QUESTIONS ON THE MATERIAL:
1. From the chihuahua post, list each possible origin of the chihuahua that the post raises as a question.
2. Please reproduce the part of the chihuahua post starting at "Saturday, March 29, 2014" and ending at "dog only smaller!".
=== PASSAGE FOR REVIEW ===
Saturday, March 29, 2014

The Truth About Chihuahuas

There was a time when I truly believed that a chihuahua would behave like a 'real dog' if it were treated like a dog instead of a fashion accessory or human infant. This was before I got a chihuahua. I have since learned that 'real dog' is actually a continuum. On one end are endothermic dogs that willingly eat food and can survive in less than triple-digit temperatures without sweaters; on the other end is Ru.
Just like a dog only smaller!
At slightly over 6 pounds, Ru isn't going to win any tininess competitions. He's not even close to looking like a showdog, with his extra-long back. I'm also not certain his expression is nearly saucy enough for the AKC breed standard. That said, Ru is very much a proper chihuahua in temperament and personality.

There are a lot of delightful rumors and stories about the origins of the chihuahua. Were they bred as a single-serving meat animal in a hot climate? Were they developed as a baby replacement for mothers who lost their infants? Did priests turn them loose inside the walls of buildings to hunt mice? Was the chihuahua of today developed from tiny dogs found running around Aztec ruins in Mexico in 1850? I love asking people where chihuahuas come from because I often hear a new story.

What we do know is that chihuahuas are one of the older modern breeds, with the first ones being shown in 1904. Most of our modern breeds are less than two centuries old, and and were developed during the 1800's when purebred dogs became a popular sport. Wealthy dog fanciers traveled in search of new and different breeds to develop, and for good reason. After all, only one person at the dog show can have the best terrier, but a dozen people can win if there are a dozen different types of terriers, right? A landrace is a type of dog you get when breeding is utilitarian without consideration for appearance. All breeds of dogs were originally landraces until someone came along and attempted to both define and refine them. When the dogs are bred to win conformation shows rather than do a job, they tend to lose their working ability and turn into a very different type of dog.
=== DATA LISTING ===
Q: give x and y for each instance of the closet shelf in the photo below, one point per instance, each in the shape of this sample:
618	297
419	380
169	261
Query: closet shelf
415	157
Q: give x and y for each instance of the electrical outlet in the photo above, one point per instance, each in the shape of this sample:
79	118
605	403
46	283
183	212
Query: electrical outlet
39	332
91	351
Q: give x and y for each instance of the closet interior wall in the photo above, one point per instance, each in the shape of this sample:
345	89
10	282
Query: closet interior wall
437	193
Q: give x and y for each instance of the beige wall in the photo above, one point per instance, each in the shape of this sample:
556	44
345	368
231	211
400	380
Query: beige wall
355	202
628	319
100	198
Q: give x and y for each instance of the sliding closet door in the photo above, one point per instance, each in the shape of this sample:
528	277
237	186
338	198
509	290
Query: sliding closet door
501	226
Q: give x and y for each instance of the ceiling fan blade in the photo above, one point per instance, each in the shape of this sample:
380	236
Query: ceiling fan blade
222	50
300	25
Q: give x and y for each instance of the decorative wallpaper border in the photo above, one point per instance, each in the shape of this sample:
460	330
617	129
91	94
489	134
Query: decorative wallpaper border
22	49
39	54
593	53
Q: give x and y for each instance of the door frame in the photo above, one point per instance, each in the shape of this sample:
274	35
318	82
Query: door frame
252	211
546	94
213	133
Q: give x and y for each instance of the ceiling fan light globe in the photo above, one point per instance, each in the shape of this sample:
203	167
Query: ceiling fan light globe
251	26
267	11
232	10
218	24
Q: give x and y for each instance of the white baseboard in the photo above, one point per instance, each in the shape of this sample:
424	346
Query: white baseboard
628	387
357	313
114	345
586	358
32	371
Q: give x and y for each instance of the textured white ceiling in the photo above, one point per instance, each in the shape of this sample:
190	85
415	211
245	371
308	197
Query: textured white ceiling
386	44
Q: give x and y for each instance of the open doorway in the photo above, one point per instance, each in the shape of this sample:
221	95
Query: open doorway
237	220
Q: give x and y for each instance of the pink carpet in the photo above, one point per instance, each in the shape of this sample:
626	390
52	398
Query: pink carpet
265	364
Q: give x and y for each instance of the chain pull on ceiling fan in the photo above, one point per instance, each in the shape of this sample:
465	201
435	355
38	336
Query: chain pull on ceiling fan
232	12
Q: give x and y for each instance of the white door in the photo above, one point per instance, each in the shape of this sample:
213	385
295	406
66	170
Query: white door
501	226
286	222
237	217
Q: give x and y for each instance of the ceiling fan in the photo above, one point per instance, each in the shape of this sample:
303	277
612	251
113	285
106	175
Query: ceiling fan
===
OUTPUTS BY TASK:
1.
- Bred as a single-serving meat animal in a hot climate
- Developed as a baby replacement for mothers who lost their infants
- Turned loose by priests inside the walls of buildings to hunt mice
- Developed from tiny dogs found running around Aztec ruins in Mexico in 1850

2.
Saturday, March 29, 2014

The Truth About Chihuahuas

There was a time when I truly believed that a chihuahua would behave like a 'real dog' if it were treated like a dog instead of a fashion accessory or human infant. This was before I got a chihuahua. I have since learned that 'real dog' is actually a continuum. On one end are endothermic dogs that willingly eat food and can survive in less than triple-digit temperatures without sweaters; on the other end is Ru.
Just like a dog only smaller!